▸ YOUR GOAL: Below are some lines of data. Return all of them as they are.

▸ INPUT RECORDS:
--- START ---
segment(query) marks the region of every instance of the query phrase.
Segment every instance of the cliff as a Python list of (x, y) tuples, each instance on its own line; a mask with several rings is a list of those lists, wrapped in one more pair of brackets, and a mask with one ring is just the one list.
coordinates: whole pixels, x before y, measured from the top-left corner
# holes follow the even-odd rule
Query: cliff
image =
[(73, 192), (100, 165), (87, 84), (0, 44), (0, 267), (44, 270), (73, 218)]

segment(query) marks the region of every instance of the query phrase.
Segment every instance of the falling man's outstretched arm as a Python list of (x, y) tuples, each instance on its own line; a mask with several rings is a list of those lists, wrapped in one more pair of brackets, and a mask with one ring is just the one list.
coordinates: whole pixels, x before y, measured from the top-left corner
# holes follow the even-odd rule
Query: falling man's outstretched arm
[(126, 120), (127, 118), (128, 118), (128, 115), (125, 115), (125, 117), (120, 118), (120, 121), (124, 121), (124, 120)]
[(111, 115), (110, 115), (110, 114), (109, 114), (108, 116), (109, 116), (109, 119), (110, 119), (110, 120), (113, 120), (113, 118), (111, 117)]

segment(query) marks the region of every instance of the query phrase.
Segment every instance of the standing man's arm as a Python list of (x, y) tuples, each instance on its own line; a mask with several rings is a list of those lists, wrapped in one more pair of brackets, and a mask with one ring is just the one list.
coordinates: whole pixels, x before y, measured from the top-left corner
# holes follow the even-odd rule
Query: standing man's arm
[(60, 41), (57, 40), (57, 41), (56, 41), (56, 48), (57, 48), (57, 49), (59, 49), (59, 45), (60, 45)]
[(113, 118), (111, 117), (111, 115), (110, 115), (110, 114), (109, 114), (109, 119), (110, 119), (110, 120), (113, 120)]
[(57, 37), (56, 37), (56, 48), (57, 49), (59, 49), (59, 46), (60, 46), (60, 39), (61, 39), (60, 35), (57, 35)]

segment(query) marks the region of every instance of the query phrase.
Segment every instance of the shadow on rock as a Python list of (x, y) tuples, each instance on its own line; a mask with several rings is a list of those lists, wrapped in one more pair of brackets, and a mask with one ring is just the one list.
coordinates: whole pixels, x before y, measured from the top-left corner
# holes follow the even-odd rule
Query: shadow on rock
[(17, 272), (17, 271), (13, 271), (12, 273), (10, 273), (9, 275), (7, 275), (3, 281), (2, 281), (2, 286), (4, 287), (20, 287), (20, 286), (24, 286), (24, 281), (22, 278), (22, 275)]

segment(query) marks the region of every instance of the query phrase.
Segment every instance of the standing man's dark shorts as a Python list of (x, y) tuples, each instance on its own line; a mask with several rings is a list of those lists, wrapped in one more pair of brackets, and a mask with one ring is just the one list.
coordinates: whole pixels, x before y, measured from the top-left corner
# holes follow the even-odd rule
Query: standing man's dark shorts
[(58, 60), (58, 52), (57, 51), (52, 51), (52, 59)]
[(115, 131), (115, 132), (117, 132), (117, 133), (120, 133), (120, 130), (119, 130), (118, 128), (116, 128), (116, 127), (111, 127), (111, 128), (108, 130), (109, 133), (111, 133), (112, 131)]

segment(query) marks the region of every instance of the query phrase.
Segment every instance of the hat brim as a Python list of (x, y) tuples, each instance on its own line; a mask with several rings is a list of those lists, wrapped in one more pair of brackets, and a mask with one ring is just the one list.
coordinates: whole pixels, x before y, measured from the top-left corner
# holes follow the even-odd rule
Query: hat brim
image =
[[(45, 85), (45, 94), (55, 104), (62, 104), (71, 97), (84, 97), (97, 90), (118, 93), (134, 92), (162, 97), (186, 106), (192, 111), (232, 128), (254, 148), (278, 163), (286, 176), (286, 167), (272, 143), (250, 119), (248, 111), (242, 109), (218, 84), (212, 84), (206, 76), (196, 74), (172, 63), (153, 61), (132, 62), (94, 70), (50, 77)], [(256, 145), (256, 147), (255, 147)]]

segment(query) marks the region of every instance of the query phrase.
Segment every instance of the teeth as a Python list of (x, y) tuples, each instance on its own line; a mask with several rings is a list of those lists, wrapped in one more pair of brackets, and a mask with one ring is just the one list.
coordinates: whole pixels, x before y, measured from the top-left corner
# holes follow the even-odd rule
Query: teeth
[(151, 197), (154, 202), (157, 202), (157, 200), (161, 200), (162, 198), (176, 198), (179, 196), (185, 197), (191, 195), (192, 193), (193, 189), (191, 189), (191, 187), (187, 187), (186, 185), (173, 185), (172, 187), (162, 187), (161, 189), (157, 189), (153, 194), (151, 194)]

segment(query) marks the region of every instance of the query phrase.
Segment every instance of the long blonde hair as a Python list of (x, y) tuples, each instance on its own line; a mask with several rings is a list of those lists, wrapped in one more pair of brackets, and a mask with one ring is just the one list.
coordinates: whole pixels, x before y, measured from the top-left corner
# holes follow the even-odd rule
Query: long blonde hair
--- END ---
▸ RESPONSE:
segment(query) marks the region of every instance of the query phrase.
Segment every instance of the cliff as a Python list of (x, y) tuples, each instance on its own line; a mask with several rings is a list of those lists, wrapped in one more pair of brackets, and a mask with one ring is just the one list.
coordinates: whole pixels, x before y, measured from the top-left corner
# holes follow the even-odd rule
Query: cliff
image =
[(73, 192), (100, 165), (87, 84), (0, 44), (0, 267), (44, 270), (73, 218)]

segment(query) marks the region of every instance of the query phrase.
Segment every instance of the falling man's outstretched arm as a Python list of (x, y) tuples, each instance on its own line; a mask with several rings is a list of those lists, wrapped in one more pair of brackets, and a mask with one ring is just the one list.
coordinates: whole pixels, x before y, measured from the top-left corner
# holes follow the even-odd rule
Query: falling man's outstretched arm
[(126, 120), (127, 118), (128, 118), (128, 115), (125, 115), (125, 117), (120, 118), (120, 121), (124, 121), (124, 120)]
[(111, 115), (110, 115), (110, 114), (109, 114), (108, 116), (109, 116), (109, 119), (110, 119), (110, 120), (113, 120), (113, 118), (111, 117)]

segment(query) marks the region of every instance of the query phrase.
Segment every instance of the standing man's arm as a Python list of (x, y) tuples, each instance on its own line; a mask with several rings is a list of those lists, wrapped in one more pair of brackets, and a mask with one ring is just the one list.
coordinates: whole pixels, x before y, measured from the top-left corner
# holes follow the even-odd rule
Query: standing man's arm
[(60, 41), (57, 40), (57, 41), (56, 41), (56, 48), (57, 48), (57, 49), (59, 49), (59, 45), (60, 45)]
[(113, 118), (111, 117), (111, 115), (110, 115), (110, 114), (109, 114), (109, 119), (110, 119), (110, 120), (113, 120)]
[(57, 37), (56, 37), (56, 48), (57, 49), (59, 49), (59, 46), (60, 46), (60, 39), (61, 39), (60, 35), (57, 35)]

segment(query) marks the region of every instance of the query phrase.
Segment every instance of the shadow on rock as a Python list of (x, y) tuples, each instance on its own line; a mask with several rings is a list of those lists, wrapped in one more pair of brackets, and a mask with one ring is just the one list.
coordinates: whole pixels, x before y, measured from the top-left corner
# holes follow the even-odd rule
Query: shadow on rock
[(17, 272), (17, 271), (13, 271), (12, 273), (10, 273), (9, 275), (7, 275), (3, 281), (2, 281), (2, 286), (4, 287), (20, 287), (20, 286), (24, 286), (24, 281), (22, 278), (22, 275)]

segment(query) marks the region of every instance of the query phrase.
Segment every instance of the standing man's dark shorts as a Python list of (x, y) tuples, each instance on its own line; a mask with several rings is a list of those lists, wrapped in one more pair of brackets, and a mask with one ring is just the one list.
coordinates: whole pixels, x before y, measured from the top-left corner
# holes follow the even-odd rule
Query: standing man's dark shorts
[(58, 60), (58, 52), (57, 51), (52, 51), (52, 59)]
[(115, 131), (115, 132), (117, 132), (117, 133), (120, 133), (120, 130), (119, 130), (118, 128), (116, 128), (116, 127), (111, 127), (111, 128), (108, 130), (109, 133), (111, 133), (112, 131)]

segment(query) marks the region of every instance of the query phrase.
Segment every instance of the hat brim as a Python list of (x, y) tuples, each instance on its own line; a mask with several rings is a list of those lists, wrapped in one more pair of brackets, and a mask with one ring is just the one list.
coordinates: whole pixels, x before y, measured from the top-left corner
# holes follow the even-odd rule
Query: hat brim
image =
[[(45, 85), (45, 94), (55, 104), (62, 104), (71, 97), (84, 97), (97, 90), (118, 93), (134, 92), (162, 97), (186, 106), (192, 111), (232, 128), (254, 148), (278, 163), (286, 176), (286, 167), (272, 143), (250, 119), (248, 111), (242, 109), (218, 84), (212, 84), (206, 76), (196, 74), (172, 63), (153, 61), (132, 62), (94, 70), (50, 77)], [(256, 145), (256, 147), (255, 147)]]

segment(query) marks the region of every instance of the query phrase.
Segment every instance of the teeth as a Python list of (x, y) tuples, each instance on its own line; a mask with several rings is a list of those lists, wrapped in one more pair of brackets, and a mask with one ring is just the one list.
coordinates: whole pixels, x before y, measured from the top-left corner
# holes follow the even-odd rule
Query: teeth
[(151, 197), (154, 202), (157, 202), (157, 200), (161, 200), (162, 198), (176, 198), (179, 196), (185, 197), (191, 195), (192, 193), (193, 189), (191, 189), (191, 187), (187, 187), (186, 185), (173, 185), (172, 187), (162, 187), (161, 189), (157, 189), (153, 194), (151, 194)]

segment(query) marks the region of every instance of the query phrase.
Segment every instance of the long blonde hair as a Python list of (x, y) tuples, each instance on its own line; a mask with several rings is a list of those lists, wrapped in one more pair of brackets, and a mask with one ring is just the one list.
coordinates: whole pixels, x before y, measured from the top-left corner
# holes follow the even-odd rule
Query: long blonde hair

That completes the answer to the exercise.